* PAGE EXCERPT *
------------

This week’s travel dream: The Côte Fleurie’s seaside cool
Of all the seaside villages on the Côte Fleurie, Honfleur, at the mouth of the Seine, stands apart as the region’s “cultural heart.”
Normandy’s Côte Fleurie is like the south of France without the fanfare, said Seth Sherwood in The New York Times. Only two hours from Paris by car or train, this stretch of France’s northern coast “doesn’t require a private jet to reach it.” Mega-yachts are rare and Calvados, the local apple brandy, is preferred over Cristal. The Côte Fleurie still “serves up film festivals, expansive beaches, seafood-laden local cuisine,” artistic history, celebrity residences, and luxury casinos. “But unlike its southern sibling,” it does so with subtlety rather than spectacle.
Of all the seaside villages on the Côte Fleurie, Honfleur stands apart as the region’s “cultural heart.” “Crowned with green hills,” the picturesque port at the mouth of the Seine became an escape for Parisians as early as the 1860s. Today, throngs of travelers wander its “spider web of cobbled streets, ambling past town houses” of red brick and gray stone. A “town that begs to be painted,” Honfleur has inspired French artists for generations. The great neo-impressionist Georges Seurat was drawn to the old harbor, French fauvist Raoul Dufy “pointed his easel” toward the steeple of the centuries-old Église Ste.-Catherine, and Claude Monet painted sunbathers filling the golden sands and “sailboats buffeting along the whitecaps”—scenes still being played out today.

------------

* PROBLEMS AND TASKS *
[1] Decide whether each statement below agrees with the travel piece on the Côte Fleurie. Answer yes or no for each, and quote the words of the piece that settle it.
(a) The Côte Fleurie can be reached from Paris in two hours by car or train.
(b) Honfleur first became an escape for Parisians in the twentieth century.
(c) Georges Seurat pointed his easel toward the steeple of the Église Ste.-Catherine.
[2] Duplicate the stretch of the travel piece on the Côte Fleurie from "Of all the seaside villages on the Côte Fleurie, Honfleur stands" through "played out today.".

* SOURCE DATA *
------------

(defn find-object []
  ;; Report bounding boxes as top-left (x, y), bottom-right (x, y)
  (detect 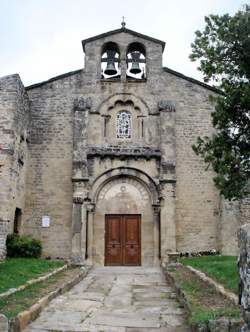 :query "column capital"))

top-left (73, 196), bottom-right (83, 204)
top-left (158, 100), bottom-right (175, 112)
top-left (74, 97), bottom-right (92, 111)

------------

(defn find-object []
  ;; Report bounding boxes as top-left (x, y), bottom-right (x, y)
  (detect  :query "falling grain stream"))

------------

* RESPONSES IN ORDER *
[1]
(a) Yes: "Only two hours from Paris by car or train"
(b) No: "became an escape for Parisians as early as the 1860s"
(c) No: "French fauvist Raoul Dufy “pointed his easel” toward the steeple of the centuries-old Église Ste.-Catherine"

[2]
Of all the seaside villages on the Côte Fleurie, Honfleur stands apart as the region’s “cultural heart.” “Crowned with green hills,” the picturesque port at the mouth of the Seine became an escape for Parisians as early as the 1860s. Today, throngs of travelers wander its “spider web of cobbled streets, ambling past town houses” of red brick and gray stone. A “town that begs to be painted,” Honfleur has inspired French artists for generations. The great neo-impressionist Georges Seurat was drawn to the old harbor, French fauvist Raoul Dufy “pointed his easel” toward the steeple of the centuries-old Église Ste.-Catherine, and Claude Monet painted sunbathers filling the golden sands and “sailboats buffeting along the whitecaps”—scenes still being played out today.